PROBLEM:
Work out how many lines of the records contain "white". Answer with the number and nothing else.

[Records from a data collection]

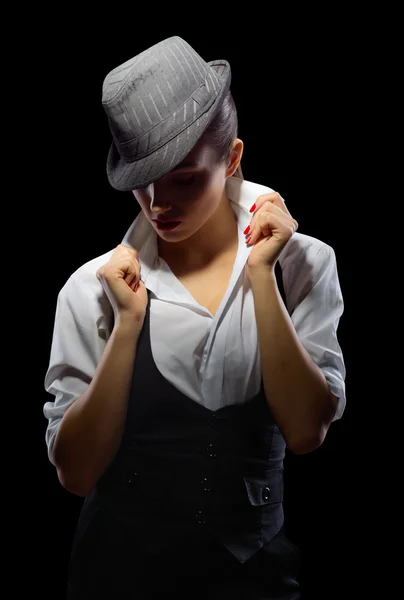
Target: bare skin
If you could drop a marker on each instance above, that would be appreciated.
(202, 250)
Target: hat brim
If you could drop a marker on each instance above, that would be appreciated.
(127, 176)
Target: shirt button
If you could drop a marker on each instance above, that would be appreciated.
(211, 451)
(213, 420)
(132, 478)
(266, 492)
(200, 517)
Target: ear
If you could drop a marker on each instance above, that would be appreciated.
(235, 157)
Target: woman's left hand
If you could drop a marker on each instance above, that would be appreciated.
(271, 228)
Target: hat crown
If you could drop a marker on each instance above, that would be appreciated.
(155, 95)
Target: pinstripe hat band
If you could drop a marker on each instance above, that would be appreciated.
(158, 105)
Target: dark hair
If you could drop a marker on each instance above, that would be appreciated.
(223, 129)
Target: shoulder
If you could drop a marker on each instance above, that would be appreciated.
(83, 295)
(305, 249)
(307, 263)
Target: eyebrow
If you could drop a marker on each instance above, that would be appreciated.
(189, 165)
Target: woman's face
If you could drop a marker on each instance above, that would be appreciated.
(190, 193)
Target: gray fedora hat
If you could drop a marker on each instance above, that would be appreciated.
(158, 105)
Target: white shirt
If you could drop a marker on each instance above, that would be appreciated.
(214, 360)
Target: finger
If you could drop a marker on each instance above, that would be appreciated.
(267, 207)
(268, 222)
(274, 198)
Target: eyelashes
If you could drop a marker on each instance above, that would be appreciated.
(185, 180)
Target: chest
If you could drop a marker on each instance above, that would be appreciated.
(208, 287)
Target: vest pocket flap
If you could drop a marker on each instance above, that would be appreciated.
(265, 490)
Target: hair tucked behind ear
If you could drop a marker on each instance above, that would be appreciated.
(223, 130)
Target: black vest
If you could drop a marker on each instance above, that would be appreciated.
(183, 469)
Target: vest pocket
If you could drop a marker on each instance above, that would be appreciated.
(267, 489)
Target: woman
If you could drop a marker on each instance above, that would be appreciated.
(179, 374)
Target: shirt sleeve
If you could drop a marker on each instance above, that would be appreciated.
(318, 306)
(79, 339)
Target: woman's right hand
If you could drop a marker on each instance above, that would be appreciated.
(119, 278)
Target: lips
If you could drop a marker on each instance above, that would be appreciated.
(166, 225)
(164, 221)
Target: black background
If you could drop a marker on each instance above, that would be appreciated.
(299, 118)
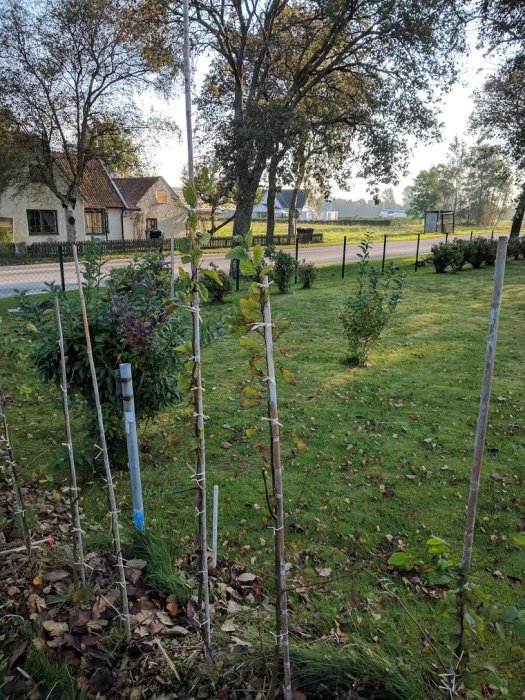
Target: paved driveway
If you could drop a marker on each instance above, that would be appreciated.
(32, 278)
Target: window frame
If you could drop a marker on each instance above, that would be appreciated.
(41, 221)
(104, 224)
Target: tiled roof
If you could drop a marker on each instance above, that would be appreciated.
(134, 188)
(97, 189)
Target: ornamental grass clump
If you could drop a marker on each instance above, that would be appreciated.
(366, 313)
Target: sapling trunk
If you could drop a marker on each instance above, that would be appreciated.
(281, 608)
(79, 567)
(105, 456)
(479, 443)
(200, 473)
(196, 383)
(6, 451)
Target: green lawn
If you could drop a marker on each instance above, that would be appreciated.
(386, 465)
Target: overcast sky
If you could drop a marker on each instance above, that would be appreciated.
(456, 107)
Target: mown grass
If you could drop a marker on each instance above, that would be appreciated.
(412, 413)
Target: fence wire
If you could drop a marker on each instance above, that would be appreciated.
(33, 269)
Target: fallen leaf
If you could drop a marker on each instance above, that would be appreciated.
(228, 626)
(55, 629)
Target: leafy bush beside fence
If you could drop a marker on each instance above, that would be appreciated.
(457, 253)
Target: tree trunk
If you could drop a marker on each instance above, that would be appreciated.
(270, 200)
(292, 216)
(517, 219)
(71, 228)
(292, 213)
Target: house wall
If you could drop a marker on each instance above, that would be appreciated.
(171, 217)
(14, 205)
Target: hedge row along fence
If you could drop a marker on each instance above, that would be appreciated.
(35, 251)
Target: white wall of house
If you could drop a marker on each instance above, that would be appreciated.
(14, 205)
(170, 215)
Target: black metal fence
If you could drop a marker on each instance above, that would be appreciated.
(56, 266)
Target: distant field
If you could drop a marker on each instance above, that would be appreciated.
(333, 233)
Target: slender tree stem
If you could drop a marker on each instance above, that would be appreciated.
(105, 456)
(76, 531)
(6, 451)
(281, 609)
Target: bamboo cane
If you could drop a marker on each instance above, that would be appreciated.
(479, 445)
(281, 609)
(105, 456)
(200, 471)
(6, 451)
(79, 567)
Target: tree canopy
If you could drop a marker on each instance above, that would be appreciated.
(275, 63)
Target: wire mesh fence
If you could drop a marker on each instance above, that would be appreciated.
(34, 268)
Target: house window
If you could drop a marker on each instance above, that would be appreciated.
(42, 222)
(95, 222)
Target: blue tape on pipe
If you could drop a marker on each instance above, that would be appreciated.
(138, 519)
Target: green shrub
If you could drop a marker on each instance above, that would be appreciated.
(131, 320)
(458, 254)
(282, 270)
(217, 290)
(475, 252)
(441, 256)
(490, 248)
(366, 313)
(307, 272)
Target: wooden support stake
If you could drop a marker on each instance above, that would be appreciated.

SOLUTION TO THIS PROBLEM:
2